EXERCISE INPUTS:
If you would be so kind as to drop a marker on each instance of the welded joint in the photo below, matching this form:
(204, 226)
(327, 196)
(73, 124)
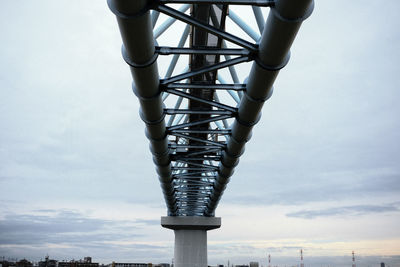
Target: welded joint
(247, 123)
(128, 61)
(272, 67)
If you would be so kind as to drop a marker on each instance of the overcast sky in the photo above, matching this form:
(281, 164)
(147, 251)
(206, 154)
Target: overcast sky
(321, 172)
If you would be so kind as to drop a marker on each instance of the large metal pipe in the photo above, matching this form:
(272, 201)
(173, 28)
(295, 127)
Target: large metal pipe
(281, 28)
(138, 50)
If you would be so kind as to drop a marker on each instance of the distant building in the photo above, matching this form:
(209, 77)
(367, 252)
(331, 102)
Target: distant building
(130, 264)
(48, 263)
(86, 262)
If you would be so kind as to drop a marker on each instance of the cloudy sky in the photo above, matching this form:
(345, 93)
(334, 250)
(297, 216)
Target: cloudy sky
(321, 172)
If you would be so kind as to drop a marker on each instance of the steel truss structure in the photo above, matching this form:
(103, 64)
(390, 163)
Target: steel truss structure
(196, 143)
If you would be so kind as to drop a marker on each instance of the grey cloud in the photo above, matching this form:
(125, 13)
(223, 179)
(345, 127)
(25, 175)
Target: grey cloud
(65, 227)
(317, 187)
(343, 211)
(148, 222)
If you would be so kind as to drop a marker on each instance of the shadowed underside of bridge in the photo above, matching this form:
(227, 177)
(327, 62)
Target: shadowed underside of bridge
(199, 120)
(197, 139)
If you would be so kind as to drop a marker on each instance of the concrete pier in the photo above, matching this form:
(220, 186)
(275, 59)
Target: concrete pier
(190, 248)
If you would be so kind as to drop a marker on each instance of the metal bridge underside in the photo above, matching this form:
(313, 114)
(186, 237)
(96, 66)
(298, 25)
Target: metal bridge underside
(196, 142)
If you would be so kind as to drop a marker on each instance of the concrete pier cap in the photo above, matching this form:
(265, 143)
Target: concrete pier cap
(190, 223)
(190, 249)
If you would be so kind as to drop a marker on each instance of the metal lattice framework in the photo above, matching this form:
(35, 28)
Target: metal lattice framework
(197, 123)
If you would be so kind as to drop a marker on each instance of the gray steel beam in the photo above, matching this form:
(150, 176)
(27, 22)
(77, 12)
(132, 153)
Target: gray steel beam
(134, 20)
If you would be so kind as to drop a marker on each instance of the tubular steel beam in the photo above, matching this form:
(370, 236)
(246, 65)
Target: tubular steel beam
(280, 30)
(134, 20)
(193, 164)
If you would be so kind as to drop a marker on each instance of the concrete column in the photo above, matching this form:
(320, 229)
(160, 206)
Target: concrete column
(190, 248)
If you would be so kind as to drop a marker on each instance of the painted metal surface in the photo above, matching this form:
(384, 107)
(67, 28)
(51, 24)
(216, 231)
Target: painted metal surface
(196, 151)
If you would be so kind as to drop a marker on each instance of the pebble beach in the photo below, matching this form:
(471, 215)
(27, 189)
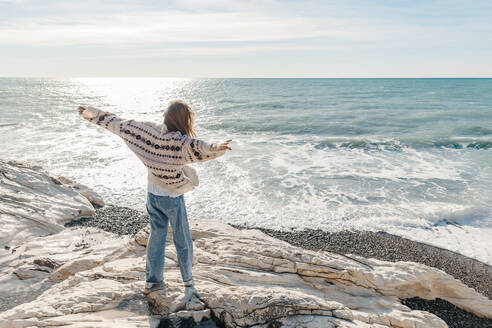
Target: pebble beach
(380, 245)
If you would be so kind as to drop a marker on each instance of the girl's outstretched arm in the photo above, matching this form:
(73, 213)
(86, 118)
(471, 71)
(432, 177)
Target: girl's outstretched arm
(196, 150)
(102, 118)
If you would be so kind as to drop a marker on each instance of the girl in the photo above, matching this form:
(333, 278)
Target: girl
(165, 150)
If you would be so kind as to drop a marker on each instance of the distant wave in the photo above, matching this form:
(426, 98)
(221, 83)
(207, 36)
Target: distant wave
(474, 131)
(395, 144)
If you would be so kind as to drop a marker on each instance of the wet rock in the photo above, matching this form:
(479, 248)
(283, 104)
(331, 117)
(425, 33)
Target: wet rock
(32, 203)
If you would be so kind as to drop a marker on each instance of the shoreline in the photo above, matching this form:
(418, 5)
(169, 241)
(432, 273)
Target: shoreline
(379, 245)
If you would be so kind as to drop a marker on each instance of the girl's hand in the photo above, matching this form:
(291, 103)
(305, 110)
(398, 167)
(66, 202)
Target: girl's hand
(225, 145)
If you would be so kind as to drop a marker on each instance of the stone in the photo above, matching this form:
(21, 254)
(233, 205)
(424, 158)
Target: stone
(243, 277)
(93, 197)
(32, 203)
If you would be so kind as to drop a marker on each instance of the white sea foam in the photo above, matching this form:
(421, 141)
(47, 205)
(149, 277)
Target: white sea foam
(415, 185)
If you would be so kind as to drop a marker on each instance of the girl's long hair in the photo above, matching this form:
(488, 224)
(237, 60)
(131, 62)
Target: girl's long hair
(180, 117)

* * *

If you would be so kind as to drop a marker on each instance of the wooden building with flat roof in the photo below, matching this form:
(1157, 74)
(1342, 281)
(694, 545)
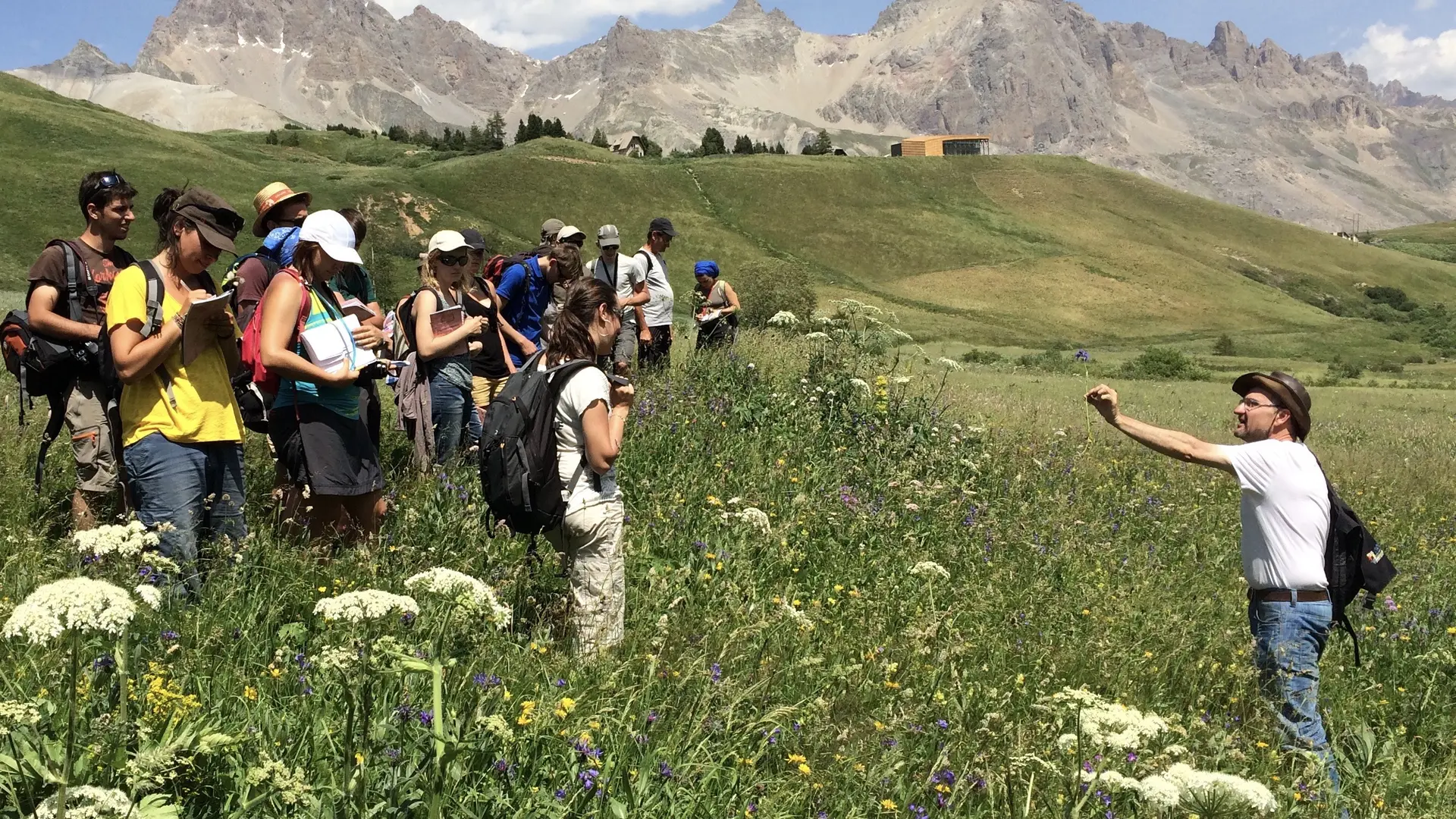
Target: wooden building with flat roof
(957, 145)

WHAT THE EXERCISE ASKS: Return every line from the rows above that contains the word "shadowed".

OUTPUT OF THE TASK:
If you would be so kind as to drop a marker on each instance of the shadowed underside of bridge in the photo above, matching this form:
Target: shadowed underside of bridge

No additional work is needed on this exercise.